What to do: Take each line from the entries that holds "wispy" and copy it out.

═══ Dataset content ═══

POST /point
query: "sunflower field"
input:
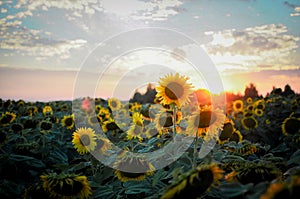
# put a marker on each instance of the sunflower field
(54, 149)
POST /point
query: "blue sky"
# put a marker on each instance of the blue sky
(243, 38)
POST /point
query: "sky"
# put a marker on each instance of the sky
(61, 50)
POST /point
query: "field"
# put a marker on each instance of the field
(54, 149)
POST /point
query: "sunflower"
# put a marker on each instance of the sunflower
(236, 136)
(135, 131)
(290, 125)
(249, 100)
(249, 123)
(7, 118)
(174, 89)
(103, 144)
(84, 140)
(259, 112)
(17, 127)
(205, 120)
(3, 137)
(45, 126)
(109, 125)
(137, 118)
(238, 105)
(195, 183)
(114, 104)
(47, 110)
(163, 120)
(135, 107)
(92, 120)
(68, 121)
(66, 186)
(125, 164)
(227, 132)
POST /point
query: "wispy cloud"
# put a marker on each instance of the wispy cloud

═══
═══ Dataset content ═══

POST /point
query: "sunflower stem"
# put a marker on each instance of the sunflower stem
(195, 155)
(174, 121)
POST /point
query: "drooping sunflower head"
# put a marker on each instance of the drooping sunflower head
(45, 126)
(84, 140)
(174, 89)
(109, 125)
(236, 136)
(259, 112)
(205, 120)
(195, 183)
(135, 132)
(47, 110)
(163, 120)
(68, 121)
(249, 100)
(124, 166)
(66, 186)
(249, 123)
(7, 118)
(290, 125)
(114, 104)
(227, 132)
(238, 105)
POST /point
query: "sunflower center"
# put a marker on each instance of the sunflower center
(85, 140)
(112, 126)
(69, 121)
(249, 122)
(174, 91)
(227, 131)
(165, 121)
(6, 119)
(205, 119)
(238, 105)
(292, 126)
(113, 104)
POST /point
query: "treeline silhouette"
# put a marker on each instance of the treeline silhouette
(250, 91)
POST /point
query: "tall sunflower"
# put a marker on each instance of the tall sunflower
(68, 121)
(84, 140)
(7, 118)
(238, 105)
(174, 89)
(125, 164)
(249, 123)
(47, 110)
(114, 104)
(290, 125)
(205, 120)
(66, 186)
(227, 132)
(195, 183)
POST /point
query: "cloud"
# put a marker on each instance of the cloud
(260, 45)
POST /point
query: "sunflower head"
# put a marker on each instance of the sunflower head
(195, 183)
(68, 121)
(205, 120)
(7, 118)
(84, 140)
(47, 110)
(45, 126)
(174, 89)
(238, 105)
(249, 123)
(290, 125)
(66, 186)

═══

Result of the task:
query: "wispy cloud"
# put a marker on each instance of the wispy cloud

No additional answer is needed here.